-- Document excerpt --
┌────────

In just four months, 64,200 new readers have signed up to receive unlimited access to the publication’s online content, placing the newspaper as the leader of Spain’s press market.
The launch of the EL PAÍS paid digital subscription model on May 1 was a milestone in the newspaper’s transformation as a media company, one that just four months later can already be measured in numbers. EL PAÍS now has nearly 110,000 subscribers, 64,200 of whom are exclusively digital subscribers.
In addition to these readers, who have joined since May, EL PAÍS has 37,923 subscribers to the print edition and 7,842 to Kiosko y Más, the digital version of the print newspaper. Readers who subscribe to the print edition also have access to all online content – nearly half have signed up. But in the interests of being completely transparent with the market, EL PAÍS does not count these subscribers, or those to Kiosko y Más, as exclusively digital members.
The figures, which EL PAÍS has released for the first time, position the newspaper far and above the other media outlets in Spain on the digital subscription path, which the industry considers as the only possible formula to ensure the sustainability of large, high-quality news companies. At this especially complex time, diversifying income streams is the right way to guarantee a future. Advertising continues to be a crucial element of the equation, but it is not enough to weather the turbulence of the sector: the decades-long fall in print advertising, the tough competition from large platforms for a stake in the digital space, and the blow of the coronavirus pandemic have made it an even greater necessity to develop an economic model based on the support of a committed community of readers, and simultaneously on higher quality advertising that takes advantage of its knowledge of users. This too, at a time when the world is becoming rapidly more digital.
EL PAÍS has a team of more than 400 journalists and the largest network of Spanish-speaking correspondents in the world, with four especially active news desks in Madrid, Barcelona, Mexico City and São Paulo. Founded in May 1976, EL PAÍS is global, European and increasingly American – 20% of new subscribers are from outside of Spain.

└────────

-- Provided records --

┌────────

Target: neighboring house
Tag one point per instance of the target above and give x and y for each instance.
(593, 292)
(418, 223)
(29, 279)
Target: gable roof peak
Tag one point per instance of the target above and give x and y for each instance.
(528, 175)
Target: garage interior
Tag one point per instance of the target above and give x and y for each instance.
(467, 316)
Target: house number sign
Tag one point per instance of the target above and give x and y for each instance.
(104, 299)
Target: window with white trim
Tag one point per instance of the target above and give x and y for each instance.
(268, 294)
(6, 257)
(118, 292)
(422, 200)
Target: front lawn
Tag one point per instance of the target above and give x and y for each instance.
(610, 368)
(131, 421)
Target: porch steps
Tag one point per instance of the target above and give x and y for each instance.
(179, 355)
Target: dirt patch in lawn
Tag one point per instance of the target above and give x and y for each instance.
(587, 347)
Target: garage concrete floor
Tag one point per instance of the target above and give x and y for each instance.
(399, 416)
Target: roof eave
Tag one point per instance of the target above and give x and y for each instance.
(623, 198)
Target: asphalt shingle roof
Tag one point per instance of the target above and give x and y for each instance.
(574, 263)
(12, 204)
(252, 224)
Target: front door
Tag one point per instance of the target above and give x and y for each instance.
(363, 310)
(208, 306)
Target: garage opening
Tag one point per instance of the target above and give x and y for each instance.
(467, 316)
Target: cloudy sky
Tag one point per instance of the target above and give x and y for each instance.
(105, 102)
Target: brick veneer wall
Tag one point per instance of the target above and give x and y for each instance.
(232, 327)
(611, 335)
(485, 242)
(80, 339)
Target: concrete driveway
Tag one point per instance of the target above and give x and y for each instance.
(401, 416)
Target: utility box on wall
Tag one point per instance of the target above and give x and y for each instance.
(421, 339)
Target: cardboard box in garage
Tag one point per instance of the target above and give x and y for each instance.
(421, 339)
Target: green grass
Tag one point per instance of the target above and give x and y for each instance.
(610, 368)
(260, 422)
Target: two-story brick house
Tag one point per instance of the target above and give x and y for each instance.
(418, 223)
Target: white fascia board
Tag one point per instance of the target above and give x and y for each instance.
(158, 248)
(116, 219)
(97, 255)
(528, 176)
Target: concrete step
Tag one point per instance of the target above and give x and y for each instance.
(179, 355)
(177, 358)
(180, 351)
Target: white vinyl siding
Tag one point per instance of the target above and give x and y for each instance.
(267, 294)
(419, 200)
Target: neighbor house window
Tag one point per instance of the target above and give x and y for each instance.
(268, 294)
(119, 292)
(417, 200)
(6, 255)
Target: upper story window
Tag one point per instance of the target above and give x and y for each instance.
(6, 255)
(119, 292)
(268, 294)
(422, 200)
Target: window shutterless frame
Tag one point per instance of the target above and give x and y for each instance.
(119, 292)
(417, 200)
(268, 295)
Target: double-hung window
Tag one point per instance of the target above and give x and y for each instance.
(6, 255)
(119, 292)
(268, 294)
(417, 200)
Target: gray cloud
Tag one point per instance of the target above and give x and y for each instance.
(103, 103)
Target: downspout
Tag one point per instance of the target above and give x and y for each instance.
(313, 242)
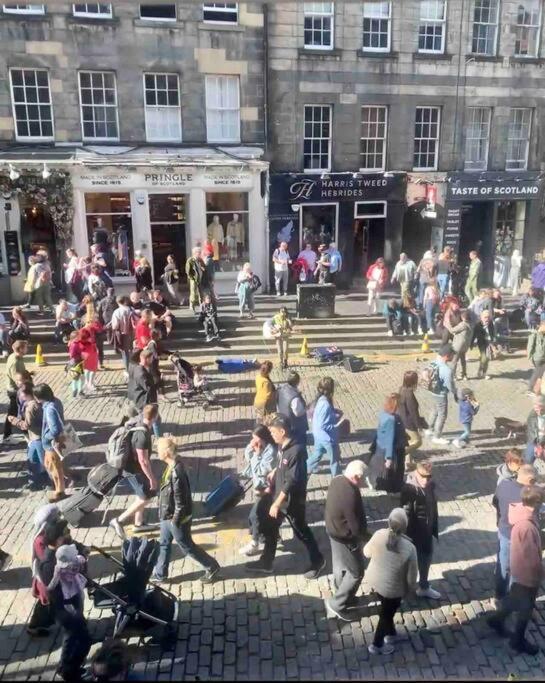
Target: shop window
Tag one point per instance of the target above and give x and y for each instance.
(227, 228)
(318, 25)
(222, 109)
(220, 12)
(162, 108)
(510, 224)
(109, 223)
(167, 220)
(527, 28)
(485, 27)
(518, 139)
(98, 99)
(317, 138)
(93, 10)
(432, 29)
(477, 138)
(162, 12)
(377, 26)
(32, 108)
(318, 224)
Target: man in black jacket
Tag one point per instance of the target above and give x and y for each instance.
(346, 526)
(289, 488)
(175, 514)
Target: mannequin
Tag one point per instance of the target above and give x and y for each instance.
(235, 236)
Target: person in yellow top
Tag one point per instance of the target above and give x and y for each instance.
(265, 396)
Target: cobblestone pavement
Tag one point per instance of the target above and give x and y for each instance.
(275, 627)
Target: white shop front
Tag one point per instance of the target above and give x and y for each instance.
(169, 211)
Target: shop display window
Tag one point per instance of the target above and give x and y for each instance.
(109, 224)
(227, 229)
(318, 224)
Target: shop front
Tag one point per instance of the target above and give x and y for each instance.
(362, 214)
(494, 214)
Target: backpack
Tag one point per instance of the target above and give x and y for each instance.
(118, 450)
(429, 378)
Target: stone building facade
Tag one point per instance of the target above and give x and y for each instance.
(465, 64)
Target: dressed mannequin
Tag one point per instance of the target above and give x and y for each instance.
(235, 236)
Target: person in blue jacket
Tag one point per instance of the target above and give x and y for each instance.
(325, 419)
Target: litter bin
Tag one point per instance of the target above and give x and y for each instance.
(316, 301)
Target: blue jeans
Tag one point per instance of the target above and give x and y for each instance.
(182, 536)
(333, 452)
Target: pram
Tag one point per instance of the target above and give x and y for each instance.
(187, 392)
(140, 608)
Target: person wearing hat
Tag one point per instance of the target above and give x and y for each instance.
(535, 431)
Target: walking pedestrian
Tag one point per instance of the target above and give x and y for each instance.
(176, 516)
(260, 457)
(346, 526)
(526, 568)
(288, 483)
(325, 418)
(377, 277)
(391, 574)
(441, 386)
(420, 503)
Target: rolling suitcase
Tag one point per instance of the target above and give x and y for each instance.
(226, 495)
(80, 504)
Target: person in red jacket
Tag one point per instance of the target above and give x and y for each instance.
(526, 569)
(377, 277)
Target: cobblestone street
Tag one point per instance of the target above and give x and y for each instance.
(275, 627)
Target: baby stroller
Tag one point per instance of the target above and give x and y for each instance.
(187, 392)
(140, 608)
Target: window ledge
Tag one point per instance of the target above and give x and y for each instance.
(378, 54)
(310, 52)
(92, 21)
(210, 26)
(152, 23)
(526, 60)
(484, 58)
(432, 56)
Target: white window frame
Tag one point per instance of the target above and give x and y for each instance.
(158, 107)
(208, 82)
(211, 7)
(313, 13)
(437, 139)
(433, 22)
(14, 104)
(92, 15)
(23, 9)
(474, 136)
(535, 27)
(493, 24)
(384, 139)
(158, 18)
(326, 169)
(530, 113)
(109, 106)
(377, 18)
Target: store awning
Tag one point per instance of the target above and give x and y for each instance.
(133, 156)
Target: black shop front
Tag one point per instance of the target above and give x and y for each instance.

└────────

-- Exercise details --
Copy out the passage from the EL PAÍS subscriptions article above, from "In addition to" up to and including "exclusively digital members.".

-- Result of the exercise --
In addition to these readers, who have joined since May, EL PAÍS has 37,923 subscribers to the print edition and 7,842 to Kiosko y Más, the digital version of the print newspaper. Readers who subscribe to the print edition also have access to all online content – nearly half have signed up. But in the interests of being completely transparent with the market, EL PAÍS does not count these subscribers, or those to Kiosko y Más, as exclusively digital members.